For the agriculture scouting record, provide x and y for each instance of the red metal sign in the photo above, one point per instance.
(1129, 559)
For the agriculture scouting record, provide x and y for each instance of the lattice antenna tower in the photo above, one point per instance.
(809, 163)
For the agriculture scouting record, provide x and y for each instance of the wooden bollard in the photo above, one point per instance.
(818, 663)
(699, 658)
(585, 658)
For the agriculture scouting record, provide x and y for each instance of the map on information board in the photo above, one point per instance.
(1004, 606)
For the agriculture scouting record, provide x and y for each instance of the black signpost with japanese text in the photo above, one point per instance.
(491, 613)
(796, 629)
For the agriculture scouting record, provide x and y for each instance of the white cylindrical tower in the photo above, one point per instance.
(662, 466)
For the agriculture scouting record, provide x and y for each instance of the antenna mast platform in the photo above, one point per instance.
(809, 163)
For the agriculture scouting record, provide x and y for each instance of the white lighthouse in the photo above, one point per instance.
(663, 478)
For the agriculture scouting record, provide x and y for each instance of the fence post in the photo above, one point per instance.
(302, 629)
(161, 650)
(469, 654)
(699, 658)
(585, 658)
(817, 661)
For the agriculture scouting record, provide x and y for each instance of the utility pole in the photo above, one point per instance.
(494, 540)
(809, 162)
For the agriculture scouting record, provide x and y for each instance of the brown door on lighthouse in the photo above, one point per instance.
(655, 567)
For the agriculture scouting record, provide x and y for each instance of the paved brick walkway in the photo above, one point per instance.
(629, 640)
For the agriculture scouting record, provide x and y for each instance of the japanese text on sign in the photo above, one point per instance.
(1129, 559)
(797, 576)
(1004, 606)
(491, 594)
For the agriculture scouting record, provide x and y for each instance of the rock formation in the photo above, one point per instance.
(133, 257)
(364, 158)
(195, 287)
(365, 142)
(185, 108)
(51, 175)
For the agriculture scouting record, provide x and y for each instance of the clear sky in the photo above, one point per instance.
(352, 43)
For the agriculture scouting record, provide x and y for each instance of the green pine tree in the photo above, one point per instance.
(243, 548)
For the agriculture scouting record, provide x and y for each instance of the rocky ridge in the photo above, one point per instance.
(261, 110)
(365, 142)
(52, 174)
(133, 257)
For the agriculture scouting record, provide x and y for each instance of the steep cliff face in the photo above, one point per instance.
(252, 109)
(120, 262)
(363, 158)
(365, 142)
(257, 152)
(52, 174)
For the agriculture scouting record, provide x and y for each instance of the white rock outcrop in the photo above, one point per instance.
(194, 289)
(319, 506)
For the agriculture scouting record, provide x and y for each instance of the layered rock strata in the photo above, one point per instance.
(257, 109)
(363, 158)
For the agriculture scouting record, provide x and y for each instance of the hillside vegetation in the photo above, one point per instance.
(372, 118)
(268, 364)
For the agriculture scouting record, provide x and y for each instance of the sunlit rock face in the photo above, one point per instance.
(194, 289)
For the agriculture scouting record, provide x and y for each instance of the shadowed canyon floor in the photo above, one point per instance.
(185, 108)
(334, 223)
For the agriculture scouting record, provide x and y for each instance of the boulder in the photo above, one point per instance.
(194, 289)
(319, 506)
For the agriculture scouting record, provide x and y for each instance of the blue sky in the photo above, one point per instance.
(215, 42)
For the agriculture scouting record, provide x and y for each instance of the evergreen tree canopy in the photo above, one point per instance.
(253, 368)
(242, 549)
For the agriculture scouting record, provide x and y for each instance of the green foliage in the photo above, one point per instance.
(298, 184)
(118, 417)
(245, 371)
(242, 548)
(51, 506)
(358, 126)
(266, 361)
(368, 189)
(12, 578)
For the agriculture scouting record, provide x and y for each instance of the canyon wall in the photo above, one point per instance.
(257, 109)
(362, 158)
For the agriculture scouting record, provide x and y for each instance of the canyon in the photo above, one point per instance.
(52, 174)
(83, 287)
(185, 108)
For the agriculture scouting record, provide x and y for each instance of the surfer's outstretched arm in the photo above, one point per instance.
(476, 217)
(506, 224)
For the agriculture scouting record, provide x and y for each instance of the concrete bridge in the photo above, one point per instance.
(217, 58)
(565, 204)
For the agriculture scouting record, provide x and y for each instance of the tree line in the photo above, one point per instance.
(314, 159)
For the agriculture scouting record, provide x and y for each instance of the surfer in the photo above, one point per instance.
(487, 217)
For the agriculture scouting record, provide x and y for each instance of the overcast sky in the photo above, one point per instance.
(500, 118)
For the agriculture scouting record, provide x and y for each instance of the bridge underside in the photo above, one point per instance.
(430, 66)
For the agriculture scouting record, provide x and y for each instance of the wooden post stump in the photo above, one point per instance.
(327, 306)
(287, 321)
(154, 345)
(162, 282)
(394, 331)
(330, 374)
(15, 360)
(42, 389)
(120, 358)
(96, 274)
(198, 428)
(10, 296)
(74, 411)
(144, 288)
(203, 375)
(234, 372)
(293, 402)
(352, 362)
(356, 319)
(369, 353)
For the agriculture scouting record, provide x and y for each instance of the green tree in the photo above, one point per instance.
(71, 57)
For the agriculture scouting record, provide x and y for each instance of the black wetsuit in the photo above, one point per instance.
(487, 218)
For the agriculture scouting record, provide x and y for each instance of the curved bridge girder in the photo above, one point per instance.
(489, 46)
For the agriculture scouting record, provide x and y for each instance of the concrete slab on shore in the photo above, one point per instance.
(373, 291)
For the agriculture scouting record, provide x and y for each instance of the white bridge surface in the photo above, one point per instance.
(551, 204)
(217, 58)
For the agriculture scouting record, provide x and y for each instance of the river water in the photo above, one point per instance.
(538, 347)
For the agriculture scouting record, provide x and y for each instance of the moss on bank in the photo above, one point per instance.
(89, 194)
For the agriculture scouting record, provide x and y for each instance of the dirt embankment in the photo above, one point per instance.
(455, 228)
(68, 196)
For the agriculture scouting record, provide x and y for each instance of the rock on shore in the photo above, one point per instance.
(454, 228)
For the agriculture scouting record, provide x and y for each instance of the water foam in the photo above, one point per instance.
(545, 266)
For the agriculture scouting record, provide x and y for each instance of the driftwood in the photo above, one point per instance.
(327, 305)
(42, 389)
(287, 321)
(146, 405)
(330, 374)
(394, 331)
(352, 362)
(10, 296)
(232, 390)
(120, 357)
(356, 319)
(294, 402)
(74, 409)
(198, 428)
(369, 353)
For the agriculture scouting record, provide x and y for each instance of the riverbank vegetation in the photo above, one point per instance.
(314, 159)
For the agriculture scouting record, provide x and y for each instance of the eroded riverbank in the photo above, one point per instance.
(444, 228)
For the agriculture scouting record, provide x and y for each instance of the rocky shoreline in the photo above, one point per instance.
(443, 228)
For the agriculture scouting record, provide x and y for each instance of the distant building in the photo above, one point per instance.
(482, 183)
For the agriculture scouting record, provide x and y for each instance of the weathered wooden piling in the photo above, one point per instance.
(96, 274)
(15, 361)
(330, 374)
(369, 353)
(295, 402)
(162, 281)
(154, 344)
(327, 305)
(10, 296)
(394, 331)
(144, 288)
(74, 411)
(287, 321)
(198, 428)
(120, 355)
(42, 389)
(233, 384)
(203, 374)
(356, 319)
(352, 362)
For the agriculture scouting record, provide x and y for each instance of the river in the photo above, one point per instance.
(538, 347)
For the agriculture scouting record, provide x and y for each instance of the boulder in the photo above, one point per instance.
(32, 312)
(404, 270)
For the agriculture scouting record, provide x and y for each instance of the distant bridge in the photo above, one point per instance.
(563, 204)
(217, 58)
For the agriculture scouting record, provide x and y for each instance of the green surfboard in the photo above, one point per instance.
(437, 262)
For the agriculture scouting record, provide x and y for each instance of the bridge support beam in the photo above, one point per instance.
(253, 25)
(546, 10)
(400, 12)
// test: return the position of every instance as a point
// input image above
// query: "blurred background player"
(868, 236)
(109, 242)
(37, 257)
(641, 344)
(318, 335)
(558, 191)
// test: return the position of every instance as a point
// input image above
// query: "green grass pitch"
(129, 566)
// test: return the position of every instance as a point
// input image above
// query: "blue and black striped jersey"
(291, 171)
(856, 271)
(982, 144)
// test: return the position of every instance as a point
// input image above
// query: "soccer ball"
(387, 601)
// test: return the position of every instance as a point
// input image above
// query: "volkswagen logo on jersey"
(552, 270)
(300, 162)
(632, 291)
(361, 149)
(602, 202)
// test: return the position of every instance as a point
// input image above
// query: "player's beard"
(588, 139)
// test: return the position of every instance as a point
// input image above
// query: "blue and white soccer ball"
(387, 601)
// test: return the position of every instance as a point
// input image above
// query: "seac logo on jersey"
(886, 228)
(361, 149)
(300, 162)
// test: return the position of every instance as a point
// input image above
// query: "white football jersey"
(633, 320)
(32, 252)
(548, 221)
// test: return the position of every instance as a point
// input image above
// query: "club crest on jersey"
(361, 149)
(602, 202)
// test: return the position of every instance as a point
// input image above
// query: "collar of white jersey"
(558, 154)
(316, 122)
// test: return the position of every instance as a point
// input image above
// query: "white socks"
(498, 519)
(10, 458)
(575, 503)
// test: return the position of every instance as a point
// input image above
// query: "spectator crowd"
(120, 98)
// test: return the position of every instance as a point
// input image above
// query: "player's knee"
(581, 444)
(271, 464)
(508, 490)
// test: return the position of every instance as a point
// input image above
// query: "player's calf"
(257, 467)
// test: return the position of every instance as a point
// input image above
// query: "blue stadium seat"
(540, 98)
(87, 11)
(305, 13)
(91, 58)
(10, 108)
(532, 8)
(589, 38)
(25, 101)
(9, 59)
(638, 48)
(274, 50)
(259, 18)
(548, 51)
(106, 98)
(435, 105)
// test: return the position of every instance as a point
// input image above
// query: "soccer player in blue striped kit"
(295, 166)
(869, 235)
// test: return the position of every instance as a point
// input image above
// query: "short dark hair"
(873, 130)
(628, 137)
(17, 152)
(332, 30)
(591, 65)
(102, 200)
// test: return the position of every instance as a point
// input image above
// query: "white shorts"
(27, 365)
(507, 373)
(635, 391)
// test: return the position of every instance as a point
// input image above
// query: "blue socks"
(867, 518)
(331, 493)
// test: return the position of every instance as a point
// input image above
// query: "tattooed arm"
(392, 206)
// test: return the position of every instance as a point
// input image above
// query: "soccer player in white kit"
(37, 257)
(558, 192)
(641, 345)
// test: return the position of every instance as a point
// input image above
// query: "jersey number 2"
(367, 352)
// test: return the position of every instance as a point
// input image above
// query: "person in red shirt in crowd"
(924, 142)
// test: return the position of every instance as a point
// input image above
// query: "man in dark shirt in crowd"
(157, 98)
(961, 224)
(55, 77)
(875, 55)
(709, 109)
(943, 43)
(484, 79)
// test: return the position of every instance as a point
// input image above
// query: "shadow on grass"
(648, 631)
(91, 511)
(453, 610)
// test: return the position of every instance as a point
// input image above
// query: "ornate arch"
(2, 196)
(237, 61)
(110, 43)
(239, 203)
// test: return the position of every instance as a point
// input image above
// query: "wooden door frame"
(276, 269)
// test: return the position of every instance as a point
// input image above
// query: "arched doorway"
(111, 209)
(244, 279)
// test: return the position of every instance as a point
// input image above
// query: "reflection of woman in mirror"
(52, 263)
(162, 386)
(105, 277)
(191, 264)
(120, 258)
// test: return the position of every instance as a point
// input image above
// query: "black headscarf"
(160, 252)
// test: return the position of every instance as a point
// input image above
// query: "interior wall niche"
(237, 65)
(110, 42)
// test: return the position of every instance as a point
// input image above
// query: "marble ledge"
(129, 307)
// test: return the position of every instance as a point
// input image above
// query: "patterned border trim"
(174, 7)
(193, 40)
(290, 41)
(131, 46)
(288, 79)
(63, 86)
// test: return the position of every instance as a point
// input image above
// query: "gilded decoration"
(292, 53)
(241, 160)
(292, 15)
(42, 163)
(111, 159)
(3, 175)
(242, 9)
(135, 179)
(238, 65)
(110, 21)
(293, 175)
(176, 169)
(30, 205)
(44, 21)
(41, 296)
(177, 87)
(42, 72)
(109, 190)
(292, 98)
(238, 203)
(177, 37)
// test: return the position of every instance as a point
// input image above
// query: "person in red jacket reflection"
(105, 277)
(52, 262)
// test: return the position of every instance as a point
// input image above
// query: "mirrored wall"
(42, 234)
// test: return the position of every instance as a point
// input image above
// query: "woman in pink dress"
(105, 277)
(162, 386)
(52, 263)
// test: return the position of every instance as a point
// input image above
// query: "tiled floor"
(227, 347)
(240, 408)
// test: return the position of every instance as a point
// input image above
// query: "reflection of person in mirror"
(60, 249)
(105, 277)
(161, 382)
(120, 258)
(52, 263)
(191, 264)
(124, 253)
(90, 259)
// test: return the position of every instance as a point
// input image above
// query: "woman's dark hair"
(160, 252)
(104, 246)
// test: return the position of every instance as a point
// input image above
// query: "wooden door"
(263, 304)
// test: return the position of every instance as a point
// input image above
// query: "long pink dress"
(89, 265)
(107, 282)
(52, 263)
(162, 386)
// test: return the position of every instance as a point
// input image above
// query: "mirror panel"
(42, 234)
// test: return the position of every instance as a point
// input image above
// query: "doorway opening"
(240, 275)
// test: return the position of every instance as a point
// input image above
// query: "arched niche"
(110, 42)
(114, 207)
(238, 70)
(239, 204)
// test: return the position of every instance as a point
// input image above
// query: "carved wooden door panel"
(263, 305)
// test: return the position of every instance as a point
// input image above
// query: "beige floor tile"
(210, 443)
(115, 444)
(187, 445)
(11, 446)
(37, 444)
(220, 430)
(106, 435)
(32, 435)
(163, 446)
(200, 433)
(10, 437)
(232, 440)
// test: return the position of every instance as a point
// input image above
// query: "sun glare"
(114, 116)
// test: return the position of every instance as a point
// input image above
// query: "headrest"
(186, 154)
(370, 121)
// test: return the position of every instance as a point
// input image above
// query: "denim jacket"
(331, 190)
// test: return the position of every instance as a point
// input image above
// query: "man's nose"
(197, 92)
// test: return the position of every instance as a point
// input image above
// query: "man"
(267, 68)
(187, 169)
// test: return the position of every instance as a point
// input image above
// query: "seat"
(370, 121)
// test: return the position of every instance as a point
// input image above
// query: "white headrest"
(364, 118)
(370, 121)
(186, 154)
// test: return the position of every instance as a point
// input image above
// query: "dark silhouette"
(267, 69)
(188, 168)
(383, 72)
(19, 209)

WHAT YOU NEED TO DO:
Tally the lines in the items above that contain the string "blue" with the same capitalization, and reply with the number alone.

EXERCISE SOLUTION:
6